• Selected excerpt:
⟨
Many functions and methods in pandas will have an inplace parameter that you can set to True, if you want to perform the action “in place.” This will directly change the given column without returning anything.

Note

We could have directly assigned the column to the datetime that was converted, but the point is that an assignment still needed to be performed. The random.shuffle example performs its method “in place,” so there is nothing that is explicitly returned from the function. The value passed into the function is directly manipulated.

2.5.3 Dropping Values

To drop a column, we can either select all the columns we want to by using the column subsetting techniques, or select columns to drop with the drop method on our dataframe.10

10. Drop method: https://pandas.pydata.org/pandas-docs/stable/generated/pandas.DataFrame.drop.html

In [18]:
# all the current columns in our data

print(scientists.columns)

Index(['Name', 'Born', 'Died', 'Age', 'Occupation', 'born_dt', 'died_dt',
       'age_days_dt', 'age_years_dt'],
      dtype='object')


In [19]:
# drop the shuffled age column
# you provide the axis=1 argument to drop column-wise

scientists_dropped = scientists.drop(['Age'], axis=1)

# columns after dropping our column

print(scientists_dropped.columns)

Index(['Name', 'Born', 'Died', 'Occupation', 'born_dt', 'died_dt',
       'age_days_dt', 'age_years_dt'],
      dtype='object')
⟩
• Exercise materials:
⟨
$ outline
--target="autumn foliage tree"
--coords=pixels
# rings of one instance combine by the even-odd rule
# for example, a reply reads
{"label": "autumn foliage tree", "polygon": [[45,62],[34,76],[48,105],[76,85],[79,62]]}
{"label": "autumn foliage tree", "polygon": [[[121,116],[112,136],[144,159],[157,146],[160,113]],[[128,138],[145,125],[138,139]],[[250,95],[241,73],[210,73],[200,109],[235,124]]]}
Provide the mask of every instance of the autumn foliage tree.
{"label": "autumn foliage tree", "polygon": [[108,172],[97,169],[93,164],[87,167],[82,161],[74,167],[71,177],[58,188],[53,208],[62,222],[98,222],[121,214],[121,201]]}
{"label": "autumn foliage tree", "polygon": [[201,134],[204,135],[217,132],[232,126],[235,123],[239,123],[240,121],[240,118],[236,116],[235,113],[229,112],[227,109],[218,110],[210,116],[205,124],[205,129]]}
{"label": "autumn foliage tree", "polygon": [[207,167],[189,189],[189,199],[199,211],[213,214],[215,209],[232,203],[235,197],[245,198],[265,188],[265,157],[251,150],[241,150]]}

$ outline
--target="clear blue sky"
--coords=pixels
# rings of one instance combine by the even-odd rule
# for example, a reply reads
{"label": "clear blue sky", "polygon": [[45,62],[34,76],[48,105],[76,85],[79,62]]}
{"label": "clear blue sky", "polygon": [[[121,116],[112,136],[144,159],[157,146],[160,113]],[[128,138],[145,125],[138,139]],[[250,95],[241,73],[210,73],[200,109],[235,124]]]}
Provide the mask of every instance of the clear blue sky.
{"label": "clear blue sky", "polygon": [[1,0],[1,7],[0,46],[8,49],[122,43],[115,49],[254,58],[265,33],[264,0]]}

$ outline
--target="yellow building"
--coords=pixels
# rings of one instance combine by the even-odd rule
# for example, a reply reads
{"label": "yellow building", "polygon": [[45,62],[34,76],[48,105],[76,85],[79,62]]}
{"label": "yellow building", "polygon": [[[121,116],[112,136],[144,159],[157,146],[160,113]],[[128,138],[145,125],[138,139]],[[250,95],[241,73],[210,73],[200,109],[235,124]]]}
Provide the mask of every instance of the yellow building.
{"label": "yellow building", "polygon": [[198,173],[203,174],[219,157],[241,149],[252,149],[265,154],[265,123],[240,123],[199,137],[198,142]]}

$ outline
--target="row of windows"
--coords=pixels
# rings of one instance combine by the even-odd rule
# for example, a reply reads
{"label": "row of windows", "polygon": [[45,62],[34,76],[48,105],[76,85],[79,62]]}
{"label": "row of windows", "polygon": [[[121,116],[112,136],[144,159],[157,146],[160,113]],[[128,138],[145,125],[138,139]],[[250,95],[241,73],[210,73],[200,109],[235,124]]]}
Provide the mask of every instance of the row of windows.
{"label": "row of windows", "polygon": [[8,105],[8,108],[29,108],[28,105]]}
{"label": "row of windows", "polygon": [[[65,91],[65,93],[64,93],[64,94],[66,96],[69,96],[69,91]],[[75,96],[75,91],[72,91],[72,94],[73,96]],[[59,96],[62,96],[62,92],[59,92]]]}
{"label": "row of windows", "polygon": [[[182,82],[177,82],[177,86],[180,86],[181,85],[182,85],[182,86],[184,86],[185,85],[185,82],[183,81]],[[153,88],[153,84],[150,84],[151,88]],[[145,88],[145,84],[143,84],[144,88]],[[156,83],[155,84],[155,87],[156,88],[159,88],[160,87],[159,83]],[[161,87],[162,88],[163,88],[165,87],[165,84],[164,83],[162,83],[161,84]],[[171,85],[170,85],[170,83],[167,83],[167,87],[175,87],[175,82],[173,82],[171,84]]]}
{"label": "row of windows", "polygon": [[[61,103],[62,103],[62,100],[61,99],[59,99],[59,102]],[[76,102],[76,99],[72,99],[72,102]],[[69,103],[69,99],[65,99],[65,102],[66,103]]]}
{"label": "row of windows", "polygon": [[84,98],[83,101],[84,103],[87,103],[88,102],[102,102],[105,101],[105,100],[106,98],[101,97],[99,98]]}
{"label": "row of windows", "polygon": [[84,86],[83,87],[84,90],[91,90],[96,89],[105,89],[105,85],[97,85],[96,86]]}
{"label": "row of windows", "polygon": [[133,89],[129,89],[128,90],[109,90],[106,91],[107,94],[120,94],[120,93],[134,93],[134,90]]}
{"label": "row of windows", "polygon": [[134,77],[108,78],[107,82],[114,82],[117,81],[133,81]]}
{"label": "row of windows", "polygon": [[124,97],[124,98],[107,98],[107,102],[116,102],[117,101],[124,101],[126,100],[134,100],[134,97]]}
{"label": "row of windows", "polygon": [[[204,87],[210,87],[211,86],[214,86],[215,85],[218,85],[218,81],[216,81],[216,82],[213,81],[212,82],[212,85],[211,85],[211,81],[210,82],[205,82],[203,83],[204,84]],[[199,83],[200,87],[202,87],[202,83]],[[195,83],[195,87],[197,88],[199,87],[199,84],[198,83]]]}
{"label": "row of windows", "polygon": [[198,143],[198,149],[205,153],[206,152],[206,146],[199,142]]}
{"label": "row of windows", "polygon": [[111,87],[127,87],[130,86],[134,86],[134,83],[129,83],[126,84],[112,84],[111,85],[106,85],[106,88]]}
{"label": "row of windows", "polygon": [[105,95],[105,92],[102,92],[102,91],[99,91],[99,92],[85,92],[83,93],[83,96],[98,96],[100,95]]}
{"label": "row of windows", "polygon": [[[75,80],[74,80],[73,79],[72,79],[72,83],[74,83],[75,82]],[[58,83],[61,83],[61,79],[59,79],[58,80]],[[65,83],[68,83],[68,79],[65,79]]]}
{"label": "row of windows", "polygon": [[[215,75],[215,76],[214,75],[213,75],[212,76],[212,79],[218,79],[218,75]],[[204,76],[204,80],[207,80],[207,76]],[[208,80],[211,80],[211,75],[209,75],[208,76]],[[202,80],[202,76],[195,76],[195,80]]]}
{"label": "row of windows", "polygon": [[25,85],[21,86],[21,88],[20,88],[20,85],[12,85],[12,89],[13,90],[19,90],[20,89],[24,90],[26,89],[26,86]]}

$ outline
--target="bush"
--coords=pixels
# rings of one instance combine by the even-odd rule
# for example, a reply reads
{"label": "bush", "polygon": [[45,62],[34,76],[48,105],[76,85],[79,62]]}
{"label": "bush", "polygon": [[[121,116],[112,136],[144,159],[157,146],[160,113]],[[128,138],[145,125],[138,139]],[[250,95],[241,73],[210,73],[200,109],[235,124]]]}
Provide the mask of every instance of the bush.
⟩
• To be done:
**a.** In the pandas excerpt, what argument is given to the drop method so that it drops column-wise?
**b.** Pull out each line of the rows above that contains the string "every". Case counts.

• Problem solutions:
**a.** axis=1

**b.**
Provide the mask of every instance of the autumn foliage tree.
Provide the mask of every instance of the clear blue sky.
Provide the mask of every instance of the yellow building.
Provide the mask of every instance of the row of windows.
Provide the mask of every instance of the bush.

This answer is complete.